ヨブ記19:1 そこでヨブは答えて言った、
19:2 「あなたがたはいつまでわたしを悩まし、/言葉をもってわたしを打ち砕くのか。
19:3 あなたがたはすでに十度もわたしをはずかしめ、/わたしを悪くあしらってもなお恥じないのか。
ビルダデはただ罪の指摘をしたが、この時ヨブにとって必要なものは、罪定めではなく、憐れみだった。
ヨブは友人達が来るまでは、くちびるで罪を犯さなかったが、友人達が来てひたすら罪定めしてしまったために、ひねくれてしまった。
19:4 たといわたしが、まことにあやまったとしても、/そのあやまちは、わたし自身にとどまる。
そう、罪は、留まるのだ。
ヨブは当時の誰よりも罪を犯すことが少ない人だったかもしれない。しかしアダム以来、生来持った罪が、本人を責め立て、その罪から来る報酬である死を、誰も避けられない。
全ての人には罪がある。そしてその報いを受けなければならない。
ヨブは、たまたま他の人よりも罪が少なく、たまたま祝福されていたにすぎないが、実は彼さえも、罪の報酬をいつ受けてしまっても文句が言えない存在なのだ。
しかし、ヨブはそれを「不当」だと叫ぶ。
19:5 もしあなたがたが、/まことにわたしに向かって高ぶり、/わたしの恥を論じるならば、
19:6 『神がわたしをしえたげ、/その網でわたしを囲まれたのだ』と知るべきだ。
19:7 見よ、わたしが『暴虐』と叫んでも答えられず、/助けを呼び求めても、さばきはない。
ヨブは神に、「暴虐(カァマァス:間違っている, KJV:wrong)」と叫んだ。神よ、あなたが暴虐だ、間違っている、と。
そしてあなたは、何も答えない、沈黙している、と。
神は確かにこの時は沈黙していたように見えるかもしれないが、神は、いつまでも沈黙しておられるようなお方ではない。必ず正当なさばきをし、報いて下さるお方だ。
しかしヨブは、6節から13節まで、ずっと「彼(神)は」で始まる言葉で叫んでいる。
すなわち、神がわたしを塞がれ、わたしを苦しめた、という訴えがなされ、そして13節から20節までは、彼の周りにいた人間が、ことごとくヨブを厭い、嫌い、侮り、あざけり、そむいたという事を、訴えている。
19:13 彼はわたしの兄弟たちを/わたしから遠く離れさせられた。わたしを知る人々は全くわたしに疎遠になった。

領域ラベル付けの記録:
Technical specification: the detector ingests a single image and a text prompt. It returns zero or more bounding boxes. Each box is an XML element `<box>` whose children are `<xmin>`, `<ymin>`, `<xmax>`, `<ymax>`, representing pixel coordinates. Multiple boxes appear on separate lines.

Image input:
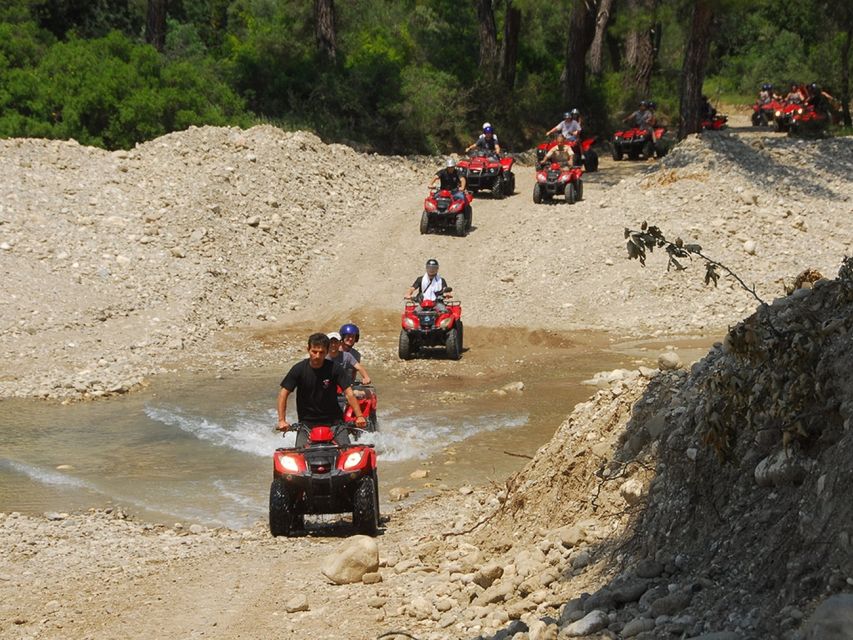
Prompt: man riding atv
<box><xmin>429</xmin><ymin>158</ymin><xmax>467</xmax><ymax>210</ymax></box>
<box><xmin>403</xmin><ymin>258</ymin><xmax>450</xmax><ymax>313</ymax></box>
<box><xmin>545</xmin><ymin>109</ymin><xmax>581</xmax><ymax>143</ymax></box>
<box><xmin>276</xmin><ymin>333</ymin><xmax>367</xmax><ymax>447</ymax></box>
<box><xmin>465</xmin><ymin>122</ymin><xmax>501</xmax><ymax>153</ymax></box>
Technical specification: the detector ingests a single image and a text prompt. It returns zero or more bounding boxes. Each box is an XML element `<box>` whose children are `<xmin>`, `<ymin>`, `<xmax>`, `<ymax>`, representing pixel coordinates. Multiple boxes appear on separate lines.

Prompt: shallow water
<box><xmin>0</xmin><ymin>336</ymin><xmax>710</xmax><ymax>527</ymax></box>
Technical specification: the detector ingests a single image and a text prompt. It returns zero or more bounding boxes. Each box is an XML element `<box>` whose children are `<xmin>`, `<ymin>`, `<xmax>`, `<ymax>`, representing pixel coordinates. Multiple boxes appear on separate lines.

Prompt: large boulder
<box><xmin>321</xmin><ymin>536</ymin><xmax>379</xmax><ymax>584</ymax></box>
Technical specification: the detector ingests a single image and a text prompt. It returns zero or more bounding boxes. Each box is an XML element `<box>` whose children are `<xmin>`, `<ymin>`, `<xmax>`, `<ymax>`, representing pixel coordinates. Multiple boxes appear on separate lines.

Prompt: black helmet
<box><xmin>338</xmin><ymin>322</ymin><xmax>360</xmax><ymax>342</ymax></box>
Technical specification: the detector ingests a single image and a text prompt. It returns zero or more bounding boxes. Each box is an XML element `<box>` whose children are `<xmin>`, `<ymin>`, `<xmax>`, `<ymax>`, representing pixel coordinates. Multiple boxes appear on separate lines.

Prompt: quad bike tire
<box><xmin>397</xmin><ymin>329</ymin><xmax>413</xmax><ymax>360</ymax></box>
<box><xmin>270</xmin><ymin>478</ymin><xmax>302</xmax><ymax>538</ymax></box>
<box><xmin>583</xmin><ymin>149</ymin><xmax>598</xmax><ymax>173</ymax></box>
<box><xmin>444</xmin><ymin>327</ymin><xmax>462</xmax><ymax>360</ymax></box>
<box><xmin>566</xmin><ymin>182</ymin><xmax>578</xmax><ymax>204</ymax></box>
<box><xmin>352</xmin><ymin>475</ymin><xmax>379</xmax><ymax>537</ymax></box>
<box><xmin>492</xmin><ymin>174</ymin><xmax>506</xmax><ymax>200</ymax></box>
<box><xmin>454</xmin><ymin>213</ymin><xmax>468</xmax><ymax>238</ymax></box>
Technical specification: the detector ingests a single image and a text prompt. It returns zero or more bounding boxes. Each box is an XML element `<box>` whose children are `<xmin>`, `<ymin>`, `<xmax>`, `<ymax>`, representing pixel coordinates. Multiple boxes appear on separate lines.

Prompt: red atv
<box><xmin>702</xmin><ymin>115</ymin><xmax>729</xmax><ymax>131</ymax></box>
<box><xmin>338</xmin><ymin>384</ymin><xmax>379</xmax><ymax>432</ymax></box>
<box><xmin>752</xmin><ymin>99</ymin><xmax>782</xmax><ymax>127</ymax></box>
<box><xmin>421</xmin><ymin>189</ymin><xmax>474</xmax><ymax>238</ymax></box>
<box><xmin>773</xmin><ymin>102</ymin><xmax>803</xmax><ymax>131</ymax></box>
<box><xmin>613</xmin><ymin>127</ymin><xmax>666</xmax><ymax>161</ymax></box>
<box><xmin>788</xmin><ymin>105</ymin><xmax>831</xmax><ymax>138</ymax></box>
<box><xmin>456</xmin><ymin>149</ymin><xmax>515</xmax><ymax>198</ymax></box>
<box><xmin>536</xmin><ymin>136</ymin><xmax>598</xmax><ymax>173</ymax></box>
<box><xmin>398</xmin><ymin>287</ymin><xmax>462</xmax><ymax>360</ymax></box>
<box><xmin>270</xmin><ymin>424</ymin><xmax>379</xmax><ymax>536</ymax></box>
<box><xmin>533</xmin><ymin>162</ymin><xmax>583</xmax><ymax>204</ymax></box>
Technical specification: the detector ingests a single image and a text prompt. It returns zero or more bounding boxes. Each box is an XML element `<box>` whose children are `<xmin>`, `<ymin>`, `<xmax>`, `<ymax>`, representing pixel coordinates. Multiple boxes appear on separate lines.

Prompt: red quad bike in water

作業内容:
(A) ヨブ記19章の解説によると、ビルダデが罪の指摘をしたこの時、ヨブにとって必要だったものは何ですか。
(B) ヨブ記19章の解説のうち、「19:3 あなたがたはすでに」から「そう、罪は、留まるのだ。」までをそのまま書き写してください。
(C) ヨブ記19章の解説を、最後の文に続けて書き進めてください。

設問別の解答:
(A) 罪定めではなく、憐れみでした。

(B)
19:3 あなたがたはすでに十度もわたしをはずかしめ、/わたしを悪くあしらってもなお恥じないのか。
ビルダデはただ罪の指摘をしたが、この時ヨブにとって必要なものは、罪定めではなく、憐れみだった。
ヨブは友人達が来るまでは、くちびるで罪を犯さなかったが、友人達が来てひたすら罪定めしてしまったために、ひねくれてしまった。
19:4 たといわたしが、まことにあやまったとしても、/そのあやまちは、わたし自身にとどまる。
そう、罪は、留まるのだ。

(C)
19:14 わたしの親類および親しい友はわたしを見捨て、
19:15 わたしの家に宿る者はわたしを忘れ、/わたしのはしためらはわたしを他人のように思い、/わたしは彼らの目に他国人となった。
19:16 わたしがしもべを呼んでも、彼は答えず、/わたしは口をもって彼に請わなければならない。
19:17 わたしの息はわが妻にいとわれ、/わたしは同じ腹の子たちにきらわれる。
19:18 わらべたちさえもわたしを侮り、/わたしが起き上がれば、わたしをあざける。
19:19 親しい人々は皆わたしをいみきらい、/わたしの愛した人々はわたしにそむいた。
このようにヨブは、神から打たれ、友から身内から、妻からいとわれ、嫌われ、無視されてしまった事を嘆いた。
のみならず、ヨブ自身のからだそのものも、ヨブに敵対してしまっている。
19:20 わたしの骨は皮と肉につき、/わたしはわずかに歯の皮をもってのがれた。
このような状況のヨブに、一体、何が必要だろう。
それは、あわれみである。
ヨブはそれを求めて叫んだ。
19:21 わが友よ、「わたしをあわれめ、わたしをあわれめ(ハヌイ!ハヌイ!)」、/神のみ手がわたしを打ったからである。
ハヌイはハナン(憐れむ)の命令形)である。
わが友よ、わたしをあわれめ、わたしをあわれめ。
これこそ、ヨブが最も欲していたものである。
しかしこの言葉は、友人達にはむなしく響いた。
友は、憐れみではなく、相変わらず罪定めと空しいことわざで返したからだ。
神に打たれ、人にさげすまれ、あわれんでくれる友が、誰もいない事。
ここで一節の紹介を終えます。